▶ What you need to do: Find the line containing "[locate] high-rise apartment" in the data below and repeat it, along with all later lines, exactly through the last one.

▶ Referring expression pointing data:
▬▬▬▬▬▬
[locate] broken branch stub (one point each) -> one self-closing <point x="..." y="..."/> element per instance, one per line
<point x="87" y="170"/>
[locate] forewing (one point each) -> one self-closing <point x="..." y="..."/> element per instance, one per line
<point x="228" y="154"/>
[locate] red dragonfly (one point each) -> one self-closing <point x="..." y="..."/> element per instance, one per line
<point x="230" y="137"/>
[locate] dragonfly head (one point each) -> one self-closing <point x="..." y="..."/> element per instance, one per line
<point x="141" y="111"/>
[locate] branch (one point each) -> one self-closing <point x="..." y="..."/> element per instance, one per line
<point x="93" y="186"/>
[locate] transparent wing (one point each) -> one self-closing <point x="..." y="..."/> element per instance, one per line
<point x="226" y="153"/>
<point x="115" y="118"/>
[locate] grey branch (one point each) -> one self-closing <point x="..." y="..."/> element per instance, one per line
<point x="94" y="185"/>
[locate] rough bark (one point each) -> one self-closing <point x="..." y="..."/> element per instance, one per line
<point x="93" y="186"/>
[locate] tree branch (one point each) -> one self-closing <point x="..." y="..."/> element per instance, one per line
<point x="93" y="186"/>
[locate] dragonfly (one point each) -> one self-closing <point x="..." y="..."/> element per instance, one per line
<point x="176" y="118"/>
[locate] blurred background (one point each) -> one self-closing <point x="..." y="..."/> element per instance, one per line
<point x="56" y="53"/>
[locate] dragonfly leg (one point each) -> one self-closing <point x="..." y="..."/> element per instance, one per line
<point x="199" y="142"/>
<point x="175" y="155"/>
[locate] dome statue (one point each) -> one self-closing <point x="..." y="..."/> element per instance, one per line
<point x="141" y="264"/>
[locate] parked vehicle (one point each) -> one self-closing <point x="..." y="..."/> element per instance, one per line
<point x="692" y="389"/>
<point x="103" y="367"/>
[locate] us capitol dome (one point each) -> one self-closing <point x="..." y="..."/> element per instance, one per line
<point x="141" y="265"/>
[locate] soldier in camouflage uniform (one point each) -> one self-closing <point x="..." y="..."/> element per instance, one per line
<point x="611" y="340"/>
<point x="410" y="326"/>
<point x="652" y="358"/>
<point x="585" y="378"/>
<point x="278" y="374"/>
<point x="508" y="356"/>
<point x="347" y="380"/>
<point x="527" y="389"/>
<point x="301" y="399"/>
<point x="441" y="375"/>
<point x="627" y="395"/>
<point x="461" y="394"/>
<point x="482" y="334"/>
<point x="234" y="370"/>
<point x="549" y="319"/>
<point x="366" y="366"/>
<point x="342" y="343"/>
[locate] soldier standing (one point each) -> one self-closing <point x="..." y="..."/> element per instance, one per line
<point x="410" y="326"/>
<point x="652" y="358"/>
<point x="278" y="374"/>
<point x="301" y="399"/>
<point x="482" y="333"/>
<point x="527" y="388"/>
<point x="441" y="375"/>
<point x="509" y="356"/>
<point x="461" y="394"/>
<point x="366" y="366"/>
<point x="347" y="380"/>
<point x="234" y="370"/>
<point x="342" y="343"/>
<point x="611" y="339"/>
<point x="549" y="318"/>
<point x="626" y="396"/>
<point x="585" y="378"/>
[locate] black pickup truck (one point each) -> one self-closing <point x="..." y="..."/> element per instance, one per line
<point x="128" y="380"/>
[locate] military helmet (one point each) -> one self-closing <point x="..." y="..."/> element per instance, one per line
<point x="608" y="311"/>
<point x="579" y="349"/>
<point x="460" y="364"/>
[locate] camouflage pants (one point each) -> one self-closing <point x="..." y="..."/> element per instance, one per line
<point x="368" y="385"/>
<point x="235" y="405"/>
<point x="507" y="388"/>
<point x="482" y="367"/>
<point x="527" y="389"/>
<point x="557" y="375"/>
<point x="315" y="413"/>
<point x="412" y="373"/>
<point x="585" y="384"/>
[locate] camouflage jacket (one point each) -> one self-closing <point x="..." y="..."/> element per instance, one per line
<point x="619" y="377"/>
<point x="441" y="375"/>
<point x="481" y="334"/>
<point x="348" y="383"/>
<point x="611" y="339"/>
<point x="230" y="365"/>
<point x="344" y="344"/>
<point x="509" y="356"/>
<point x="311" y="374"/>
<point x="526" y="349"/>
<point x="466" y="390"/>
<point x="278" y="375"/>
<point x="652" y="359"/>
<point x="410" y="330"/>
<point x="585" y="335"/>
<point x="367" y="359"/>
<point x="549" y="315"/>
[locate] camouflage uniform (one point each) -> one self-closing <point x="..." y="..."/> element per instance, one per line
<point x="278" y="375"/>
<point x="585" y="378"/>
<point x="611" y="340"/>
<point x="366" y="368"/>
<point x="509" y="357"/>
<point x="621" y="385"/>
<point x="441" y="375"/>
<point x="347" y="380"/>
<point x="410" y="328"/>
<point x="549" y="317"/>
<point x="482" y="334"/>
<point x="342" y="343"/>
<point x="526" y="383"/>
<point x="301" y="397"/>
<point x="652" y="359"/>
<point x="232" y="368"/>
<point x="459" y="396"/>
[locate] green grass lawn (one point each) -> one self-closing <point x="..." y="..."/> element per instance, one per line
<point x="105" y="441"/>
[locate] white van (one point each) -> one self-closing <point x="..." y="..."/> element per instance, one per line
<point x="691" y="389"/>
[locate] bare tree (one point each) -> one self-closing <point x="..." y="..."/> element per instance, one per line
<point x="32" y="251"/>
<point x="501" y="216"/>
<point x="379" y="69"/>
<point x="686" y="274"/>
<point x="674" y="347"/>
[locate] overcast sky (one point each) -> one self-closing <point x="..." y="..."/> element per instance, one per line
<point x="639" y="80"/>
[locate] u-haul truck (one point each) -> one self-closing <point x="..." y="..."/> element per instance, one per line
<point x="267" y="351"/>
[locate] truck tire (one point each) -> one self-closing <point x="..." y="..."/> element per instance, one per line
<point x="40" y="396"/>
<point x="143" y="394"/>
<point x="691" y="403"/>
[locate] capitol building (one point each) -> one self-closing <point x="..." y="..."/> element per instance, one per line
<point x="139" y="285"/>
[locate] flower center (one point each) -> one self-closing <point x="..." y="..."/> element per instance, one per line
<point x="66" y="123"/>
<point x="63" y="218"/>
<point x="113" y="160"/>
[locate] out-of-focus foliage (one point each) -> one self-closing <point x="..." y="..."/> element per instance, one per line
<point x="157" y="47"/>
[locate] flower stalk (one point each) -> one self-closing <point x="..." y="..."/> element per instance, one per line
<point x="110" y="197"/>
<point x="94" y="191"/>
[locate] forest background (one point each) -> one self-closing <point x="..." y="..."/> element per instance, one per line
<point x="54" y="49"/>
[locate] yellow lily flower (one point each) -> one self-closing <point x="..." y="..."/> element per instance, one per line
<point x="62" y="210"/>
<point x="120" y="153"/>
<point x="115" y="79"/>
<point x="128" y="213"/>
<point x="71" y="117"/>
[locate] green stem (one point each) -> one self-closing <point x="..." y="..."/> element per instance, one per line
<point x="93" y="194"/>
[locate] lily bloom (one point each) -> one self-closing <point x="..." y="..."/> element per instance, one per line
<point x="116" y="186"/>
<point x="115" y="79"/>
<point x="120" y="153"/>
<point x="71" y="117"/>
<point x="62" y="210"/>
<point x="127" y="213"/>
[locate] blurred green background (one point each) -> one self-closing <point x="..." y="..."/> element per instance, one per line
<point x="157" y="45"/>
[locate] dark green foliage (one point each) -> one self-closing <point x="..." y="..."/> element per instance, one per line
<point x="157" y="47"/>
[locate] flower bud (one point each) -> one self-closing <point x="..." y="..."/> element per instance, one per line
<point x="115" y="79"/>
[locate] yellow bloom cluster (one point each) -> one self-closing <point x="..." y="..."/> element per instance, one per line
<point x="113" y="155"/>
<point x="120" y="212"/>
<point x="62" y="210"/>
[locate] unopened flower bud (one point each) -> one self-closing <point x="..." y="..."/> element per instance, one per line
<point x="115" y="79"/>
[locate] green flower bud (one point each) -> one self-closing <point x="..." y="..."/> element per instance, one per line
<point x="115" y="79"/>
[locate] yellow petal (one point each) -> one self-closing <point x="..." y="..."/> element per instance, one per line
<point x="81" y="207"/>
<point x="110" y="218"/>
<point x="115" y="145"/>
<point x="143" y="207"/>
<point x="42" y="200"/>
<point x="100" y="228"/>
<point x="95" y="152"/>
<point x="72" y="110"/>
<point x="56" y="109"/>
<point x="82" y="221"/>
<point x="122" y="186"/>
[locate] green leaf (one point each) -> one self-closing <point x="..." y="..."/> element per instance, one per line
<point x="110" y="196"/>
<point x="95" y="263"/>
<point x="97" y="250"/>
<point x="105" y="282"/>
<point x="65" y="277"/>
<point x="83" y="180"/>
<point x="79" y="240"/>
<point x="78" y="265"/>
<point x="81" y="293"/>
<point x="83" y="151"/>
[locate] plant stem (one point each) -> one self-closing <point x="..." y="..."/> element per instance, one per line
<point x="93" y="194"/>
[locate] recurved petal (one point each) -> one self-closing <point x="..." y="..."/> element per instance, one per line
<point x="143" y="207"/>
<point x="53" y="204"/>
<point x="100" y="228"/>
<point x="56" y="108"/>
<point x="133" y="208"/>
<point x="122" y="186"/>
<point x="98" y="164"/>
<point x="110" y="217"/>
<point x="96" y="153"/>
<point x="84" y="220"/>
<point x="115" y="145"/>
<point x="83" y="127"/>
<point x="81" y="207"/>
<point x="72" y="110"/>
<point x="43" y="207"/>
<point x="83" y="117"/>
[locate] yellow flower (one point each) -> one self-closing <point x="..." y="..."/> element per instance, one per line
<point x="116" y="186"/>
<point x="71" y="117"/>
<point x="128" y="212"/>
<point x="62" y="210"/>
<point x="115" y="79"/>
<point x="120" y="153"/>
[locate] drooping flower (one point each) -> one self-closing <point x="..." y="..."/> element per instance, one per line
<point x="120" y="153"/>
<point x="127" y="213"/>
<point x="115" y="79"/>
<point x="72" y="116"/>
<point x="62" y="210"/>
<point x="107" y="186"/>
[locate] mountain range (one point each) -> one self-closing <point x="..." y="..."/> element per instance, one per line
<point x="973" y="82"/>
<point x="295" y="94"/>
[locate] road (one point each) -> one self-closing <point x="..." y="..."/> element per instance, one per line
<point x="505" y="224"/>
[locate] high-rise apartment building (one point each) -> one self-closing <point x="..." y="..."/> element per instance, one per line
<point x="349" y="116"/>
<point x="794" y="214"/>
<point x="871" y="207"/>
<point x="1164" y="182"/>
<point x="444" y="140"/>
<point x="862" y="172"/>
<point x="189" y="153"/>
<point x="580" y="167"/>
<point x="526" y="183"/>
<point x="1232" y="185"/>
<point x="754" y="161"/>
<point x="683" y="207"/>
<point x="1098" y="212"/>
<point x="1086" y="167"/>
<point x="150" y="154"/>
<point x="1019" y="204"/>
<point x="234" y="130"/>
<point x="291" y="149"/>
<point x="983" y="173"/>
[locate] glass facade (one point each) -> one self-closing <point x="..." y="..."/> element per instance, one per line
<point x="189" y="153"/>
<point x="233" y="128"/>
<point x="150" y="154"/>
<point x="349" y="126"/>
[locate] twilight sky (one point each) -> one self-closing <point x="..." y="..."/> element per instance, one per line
▬▬▬▬▬▬
▶ Solution below:
[locate] high-rise apartment building (one point each) -> one self-closing <point x="..." y="..."/> element per instance, one per line
<point x="349" y="116"/>
<point x="794" y="214"/>
<point x="871" y="207"/>
<point x="1164" y="182"/>
<point x="444" y="140"/>
<point x="862" y="172"/>
<point x="189" y="153"/>
<point x="580" y="167"/>
<point x="526" y="183"/>
<point x="1232" y="185"/>
<point x="754" y="161"/>
<point x="683" y="207"/>
<point x="1098" y="212"/>
<point x="1086" y="167"/>
<point x="150" y="154"/>
<point x="1019" y="204"/>
<point x="234" y="130"/>
<point x="291" y="149"/>
<point x="983" y="173"/>
[locate] glass facade (one point each) -> one self-closing <point x="..." y="..."/> element per instance, one per line
<point x="189" y="153"/>
<point x="233" y="128"/>
<point x="150" y="154"/>
<point x="349" y="126"/>
[locate] twilight sky (one point each) -> one self-closing <point x="..." y="..."/> element per instance, one per line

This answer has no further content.